WORK REQUEST:
Please give the records below back in full, exactly as shown.

== DATA SHOWN

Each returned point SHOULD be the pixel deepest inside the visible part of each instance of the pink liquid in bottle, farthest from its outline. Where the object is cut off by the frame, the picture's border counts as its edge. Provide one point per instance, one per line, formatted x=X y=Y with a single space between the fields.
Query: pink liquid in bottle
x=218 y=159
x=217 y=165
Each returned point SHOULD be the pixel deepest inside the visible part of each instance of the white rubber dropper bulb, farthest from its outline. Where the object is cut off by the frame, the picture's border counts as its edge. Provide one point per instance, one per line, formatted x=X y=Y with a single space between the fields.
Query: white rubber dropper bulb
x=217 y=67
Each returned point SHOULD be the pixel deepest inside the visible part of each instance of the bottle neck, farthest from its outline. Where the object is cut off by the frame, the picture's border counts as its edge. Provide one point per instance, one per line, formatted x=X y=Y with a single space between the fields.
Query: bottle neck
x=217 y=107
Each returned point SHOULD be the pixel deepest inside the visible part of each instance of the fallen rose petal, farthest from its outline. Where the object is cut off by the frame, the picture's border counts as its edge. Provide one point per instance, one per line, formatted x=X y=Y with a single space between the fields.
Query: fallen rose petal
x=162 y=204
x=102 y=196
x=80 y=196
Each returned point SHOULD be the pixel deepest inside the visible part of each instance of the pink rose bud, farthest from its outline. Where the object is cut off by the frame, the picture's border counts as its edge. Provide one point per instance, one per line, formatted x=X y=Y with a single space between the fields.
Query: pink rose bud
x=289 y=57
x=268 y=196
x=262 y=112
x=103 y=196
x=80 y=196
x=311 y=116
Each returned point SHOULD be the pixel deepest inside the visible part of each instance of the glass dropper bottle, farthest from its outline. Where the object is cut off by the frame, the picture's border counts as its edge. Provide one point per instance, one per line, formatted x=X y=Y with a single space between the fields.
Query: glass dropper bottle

====

SOLUTION:
Each returned point SHOULD be the pixel deepest inside the visible part of each instance of the pink liquid in bottle, farthest from its outline. Where the object is cut off by the frame, the picture's border counts as its edge. Provide one point per instance, one per line, formatted x=X y=Y with a single space between the fields.
Query: pink liquid in bottle
x=218 y=159
x=217 y=165
Each returned point SHOULD be the pixel deepest inside the visible part of each instance of the white rubber dropper bulb, farthest from its outline. Where the object is cut off by the frame, the picture's border counts as its edge. Provide one point per instance, one per line, formatted x=X y=Y with a single space between the fields.
Query: white rubber dropper bulb
x=217 y=67
Each returned point SHOULD be the pixel deepest inside the visible part of each instance of the bottle neck, farthest from its outline. Where the object is cut off by the frame, the picture's border counts as its edge. Provide one point per instance, one per line, formatted x=X y=Y with a single space between the fields.
Query: bottle neck
x=217 y=107
Each returned point SHOULD be the pixel deepest inside the visible part of each instance of the fallen rose petal, farthest from its outline. Where the object is cut off by the frame, the picture's border counts as its edge. Provide one point per instance, one per line, formatted x=X y=Y with a single space between the fields.
Query: fallen rose petal
x=162 y=204
x=102 y=196
x=80 y=196
Each returned point SHOULD be the pixel deepest inside the visible part of each instance of the pink rose bud, farthest from its outline. Where the object is cut off by the frame, the picture's border counts as its edge. Provide one point per instance, one per line, formatted x=X y=Y with a single space between the fields.
Query: pink rose bud
x=289 y=57
x=268 y=196
x=262 y=112
x=103 y=196
x=80 y=196
x=311 y=116
Each returned point SHOULD be the pixel deepest inside the visible part of each instance of the glass dropper bottle, farthest from its outline. Where the object is cut off by the frame, the picture's border counts as its edge. Provide one point per instance, one per line, formatted x=X y=Y with a single space between the fields.
Query: glass dropper bottle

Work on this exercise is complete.